▸ Task to complete:
In the following listing, find the lines containing "door" and report them.

▸ Source data:
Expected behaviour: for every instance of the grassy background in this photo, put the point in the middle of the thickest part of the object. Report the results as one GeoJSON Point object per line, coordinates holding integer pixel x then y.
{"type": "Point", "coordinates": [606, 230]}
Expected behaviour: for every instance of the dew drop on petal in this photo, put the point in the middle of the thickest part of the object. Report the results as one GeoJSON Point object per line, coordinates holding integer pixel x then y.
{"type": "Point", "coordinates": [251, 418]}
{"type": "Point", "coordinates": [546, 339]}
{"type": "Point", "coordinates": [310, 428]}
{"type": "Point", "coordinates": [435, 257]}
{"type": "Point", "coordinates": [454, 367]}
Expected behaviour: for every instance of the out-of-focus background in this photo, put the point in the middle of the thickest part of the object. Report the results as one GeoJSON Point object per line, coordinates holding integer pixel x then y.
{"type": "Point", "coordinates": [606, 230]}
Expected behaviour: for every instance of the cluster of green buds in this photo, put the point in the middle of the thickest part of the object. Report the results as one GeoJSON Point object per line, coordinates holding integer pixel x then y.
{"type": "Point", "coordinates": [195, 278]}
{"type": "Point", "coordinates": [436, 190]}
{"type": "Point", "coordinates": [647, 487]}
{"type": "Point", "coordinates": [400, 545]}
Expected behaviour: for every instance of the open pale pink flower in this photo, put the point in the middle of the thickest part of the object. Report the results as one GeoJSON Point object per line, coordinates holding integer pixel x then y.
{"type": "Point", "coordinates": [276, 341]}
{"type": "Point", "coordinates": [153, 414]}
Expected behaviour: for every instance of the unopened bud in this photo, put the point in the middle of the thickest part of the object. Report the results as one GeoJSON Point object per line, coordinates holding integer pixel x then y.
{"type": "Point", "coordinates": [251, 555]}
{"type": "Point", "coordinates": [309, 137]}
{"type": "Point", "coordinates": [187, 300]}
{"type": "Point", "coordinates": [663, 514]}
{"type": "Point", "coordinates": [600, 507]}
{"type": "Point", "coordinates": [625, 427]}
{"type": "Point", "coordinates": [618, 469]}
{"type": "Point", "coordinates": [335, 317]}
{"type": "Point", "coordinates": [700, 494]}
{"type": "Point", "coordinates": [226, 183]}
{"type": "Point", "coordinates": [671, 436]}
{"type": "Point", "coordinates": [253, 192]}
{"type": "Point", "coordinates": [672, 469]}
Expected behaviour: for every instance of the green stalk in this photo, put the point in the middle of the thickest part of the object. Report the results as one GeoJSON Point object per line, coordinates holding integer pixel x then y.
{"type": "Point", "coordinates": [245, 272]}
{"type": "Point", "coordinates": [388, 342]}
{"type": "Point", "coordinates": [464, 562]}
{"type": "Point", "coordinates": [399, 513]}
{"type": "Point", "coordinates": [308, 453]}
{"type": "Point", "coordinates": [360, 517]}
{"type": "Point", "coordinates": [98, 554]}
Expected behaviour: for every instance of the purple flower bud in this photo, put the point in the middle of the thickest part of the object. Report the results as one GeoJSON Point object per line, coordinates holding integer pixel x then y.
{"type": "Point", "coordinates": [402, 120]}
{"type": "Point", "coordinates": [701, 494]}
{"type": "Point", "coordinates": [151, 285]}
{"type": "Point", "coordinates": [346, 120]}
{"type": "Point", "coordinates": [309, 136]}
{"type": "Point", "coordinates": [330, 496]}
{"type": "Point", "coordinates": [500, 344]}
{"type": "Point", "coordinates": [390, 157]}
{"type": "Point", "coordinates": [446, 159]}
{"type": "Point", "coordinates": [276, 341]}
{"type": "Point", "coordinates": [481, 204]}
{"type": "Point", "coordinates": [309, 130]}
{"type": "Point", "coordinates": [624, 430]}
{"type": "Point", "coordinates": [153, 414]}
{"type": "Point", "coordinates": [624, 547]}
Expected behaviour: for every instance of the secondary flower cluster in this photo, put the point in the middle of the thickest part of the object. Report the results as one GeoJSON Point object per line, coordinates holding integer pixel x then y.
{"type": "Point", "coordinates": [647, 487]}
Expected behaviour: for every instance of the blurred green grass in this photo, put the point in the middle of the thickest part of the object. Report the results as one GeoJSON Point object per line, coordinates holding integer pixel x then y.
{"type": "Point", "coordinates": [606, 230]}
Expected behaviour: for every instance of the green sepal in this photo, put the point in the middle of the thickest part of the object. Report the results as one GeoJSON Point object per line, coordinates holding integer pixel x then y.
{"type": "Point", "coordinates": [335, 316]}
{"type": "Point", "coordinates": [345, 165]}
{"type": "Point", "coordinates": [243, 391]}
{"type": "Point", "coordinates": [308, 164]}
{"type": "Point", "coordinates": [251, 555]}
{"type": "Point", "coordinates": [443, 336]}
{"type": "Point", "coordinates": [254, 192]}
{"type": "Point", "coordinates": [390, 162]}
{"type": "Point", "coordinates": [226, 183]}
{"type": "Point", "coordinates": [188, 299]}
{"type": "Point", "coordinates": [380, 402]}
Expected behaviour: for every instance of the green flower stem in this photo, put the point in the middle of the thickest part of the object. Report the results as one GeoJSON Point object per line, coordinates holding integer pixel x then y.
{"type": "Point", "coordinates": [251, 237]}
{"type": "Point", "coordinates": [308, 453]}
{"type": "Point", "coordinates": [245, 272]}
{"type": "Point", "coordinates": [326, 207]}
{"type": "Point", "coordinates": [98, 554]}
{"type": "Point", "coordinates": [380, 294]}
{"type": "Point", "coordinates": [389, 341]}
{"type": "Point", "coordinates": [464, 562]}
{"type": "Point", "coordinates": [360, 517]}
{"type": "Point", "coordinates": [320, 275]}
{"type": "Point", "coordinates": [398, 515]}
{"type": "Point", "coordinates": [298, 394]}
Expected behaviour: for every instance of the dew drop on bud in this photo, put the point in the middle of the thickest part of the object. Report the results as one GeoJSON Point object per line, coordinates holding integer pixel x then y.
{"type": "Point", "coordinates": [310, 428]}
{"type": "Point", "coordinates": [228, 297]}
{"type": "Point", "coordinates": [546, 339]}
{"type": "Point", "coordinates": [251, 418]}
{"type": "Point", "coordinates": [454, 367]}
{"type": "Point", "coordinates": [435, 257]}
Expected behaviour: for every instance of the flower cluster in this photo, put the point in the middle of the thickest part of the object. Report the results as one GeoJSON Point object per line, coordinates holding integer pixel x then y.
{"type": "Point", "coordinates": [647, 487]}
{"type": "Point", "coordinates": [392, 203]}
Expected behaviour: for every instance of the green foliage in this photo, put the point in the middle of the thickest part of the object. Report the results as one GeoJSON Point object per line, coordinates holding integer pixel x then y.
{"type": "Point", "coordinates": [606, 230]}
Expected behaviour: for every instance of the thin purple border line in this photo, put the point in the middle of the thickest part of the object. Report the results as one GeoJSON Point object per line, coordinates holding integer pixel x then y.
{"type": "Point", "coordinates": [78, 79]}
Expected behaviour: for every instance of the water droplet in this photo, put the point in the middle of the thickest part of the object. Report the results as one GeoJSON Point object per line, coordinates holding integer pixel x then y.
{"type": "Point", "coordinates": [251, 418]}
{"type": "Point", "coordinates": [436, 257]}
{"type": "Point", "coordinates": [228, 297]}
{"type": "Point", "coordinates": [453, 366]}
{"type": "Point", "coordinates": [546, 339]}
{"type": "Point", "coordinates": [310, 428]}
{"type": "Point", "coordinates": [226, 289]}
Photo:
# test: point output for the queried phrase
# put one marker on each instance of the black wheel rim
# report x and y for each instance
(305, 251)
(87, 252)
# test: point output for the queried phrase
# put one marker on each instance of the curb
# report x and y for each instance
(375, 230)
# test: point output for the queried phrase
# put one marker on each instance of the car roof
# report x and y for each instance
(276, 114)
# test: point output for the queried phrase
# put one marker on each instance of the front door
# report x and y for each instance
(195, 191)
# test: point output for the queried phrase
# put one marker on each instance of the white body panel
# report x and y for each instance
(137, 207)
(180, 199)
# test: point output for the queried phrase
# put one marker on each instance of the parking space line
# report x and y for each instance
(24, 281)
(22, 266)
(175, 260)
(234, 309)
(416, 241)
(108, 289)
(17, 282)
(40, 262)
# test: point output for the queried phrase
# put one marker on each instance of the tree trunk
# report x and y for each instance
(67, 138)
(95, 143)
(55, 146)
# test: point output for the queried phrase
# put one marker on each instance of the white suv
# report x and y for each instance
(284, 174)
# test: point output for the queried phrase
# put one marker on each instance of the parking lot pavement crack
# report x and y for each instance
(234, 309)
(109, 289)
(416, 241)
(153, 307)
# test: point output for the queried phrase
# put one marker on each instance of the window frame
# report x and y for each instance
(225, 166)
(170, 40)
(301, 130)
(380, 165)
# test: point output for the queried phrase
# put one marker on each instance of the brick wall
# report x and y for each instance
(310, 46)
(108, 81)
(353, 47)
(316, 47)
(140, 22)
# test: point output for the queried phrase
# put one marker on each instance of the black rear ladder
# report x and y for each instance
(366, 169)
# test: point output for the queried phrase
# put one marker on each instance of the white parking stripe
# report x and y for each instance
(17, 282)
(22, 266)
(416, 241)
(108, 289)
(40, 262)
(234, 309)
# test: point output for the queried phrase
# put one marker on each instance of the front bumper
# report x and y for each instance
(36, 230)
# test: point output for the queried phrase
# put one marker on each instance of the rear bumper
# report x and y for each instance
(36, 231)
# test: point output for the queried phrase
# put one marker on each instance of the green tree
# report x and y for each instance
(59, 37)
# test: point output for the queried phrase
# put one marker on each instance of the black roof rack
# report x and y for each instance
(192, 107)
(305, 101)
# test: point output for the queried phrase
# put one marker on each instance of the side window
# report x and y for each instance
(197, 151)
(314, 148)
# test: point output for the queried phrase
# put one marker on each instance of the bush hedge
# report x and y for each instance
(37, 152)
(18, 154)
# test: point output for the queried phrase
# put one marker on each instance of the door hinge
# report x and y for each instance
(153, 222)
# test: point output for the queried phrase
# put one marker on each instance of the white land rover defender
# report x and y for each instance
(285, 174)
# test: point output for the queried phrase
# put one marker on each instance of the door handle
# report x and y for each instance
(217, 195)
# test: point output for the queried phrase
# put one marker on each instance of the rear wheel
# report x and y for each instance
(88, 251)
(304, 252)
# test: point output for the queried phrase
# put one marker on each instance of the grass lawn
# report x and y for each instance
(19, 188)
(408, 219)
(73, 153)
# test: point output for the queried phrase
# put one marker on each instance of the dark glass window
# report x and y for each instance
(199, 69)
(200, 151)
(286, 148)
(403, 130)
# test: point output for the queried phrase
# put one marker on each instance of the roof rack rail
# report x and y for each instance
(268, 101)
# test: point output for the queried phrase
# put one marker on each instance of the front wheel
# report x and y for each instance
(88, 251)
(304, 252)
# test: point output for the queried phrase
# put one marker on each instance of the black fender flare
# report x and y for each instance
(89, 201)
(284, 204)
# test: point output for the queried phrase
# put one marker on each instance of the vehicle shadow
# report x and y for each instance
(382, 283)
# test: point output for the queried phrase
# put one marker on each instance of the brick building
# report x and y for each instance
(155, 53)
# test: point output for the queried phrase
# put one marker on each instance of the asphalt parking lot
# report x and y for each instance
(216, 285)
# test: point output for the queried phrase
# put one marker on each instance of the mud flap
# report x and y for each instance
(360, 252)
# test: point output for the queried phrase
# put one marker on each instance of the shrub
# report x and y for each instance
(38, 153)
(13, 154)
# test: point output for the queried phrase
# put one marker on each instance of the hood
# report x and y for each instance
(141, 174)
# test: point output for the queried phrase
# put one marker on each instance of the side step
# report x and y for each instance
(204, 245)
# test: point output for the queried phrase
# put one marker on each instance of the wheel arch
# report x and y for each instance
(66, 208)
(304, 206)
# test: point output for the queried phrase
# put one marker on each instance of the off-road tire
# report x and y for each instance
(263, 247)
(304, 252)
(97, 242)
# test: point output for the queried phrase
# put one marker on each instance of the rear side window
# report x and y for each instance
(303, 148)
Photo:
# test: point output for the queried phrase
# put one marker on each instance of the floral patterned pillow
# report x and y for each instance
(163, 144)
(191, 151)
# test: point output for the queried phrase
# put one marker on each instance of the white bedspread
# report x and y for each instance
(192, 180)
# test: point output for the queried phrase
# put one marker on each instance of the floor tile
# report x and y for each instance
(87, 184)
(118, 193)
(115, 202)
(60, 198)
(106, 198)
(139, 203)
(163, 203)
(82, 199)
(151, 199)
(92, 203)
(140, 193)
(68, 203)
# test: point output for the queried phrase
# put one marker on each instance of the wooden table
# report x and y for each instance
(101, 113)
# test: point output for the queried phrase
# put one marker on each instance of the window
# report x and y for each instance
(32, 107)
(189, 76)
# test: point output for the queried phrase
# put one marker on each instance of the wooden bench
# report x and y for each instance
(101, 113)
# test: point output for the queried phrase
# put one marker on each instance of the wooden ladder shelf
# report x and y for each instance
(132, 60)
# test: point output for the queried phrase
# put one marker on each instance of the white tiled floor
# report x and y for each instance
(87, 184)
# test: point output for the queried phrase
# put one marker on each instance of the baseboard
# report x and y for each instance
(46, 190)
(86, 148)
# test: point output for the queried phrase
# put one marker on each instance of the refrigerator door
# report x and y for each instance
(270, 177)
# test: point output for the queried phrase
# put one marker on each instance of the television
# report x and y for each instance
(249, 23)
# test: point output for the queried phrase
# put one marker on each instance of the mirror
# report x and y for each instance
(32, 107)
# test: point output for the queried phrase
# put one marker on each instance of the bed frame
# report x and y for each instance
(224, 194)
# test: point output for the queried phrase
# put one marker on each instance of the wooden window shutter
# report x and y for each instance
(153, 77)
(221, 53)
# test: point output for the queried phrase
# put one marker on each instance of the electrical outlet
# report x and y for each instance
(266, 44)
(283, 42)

▸ Reply to the exercise:
# put one marker on each instance of the front door
# put one marker on each instance of the door hinge
# put one marker on each instance of the door handle
# put one marker on each instance of the refrigerator door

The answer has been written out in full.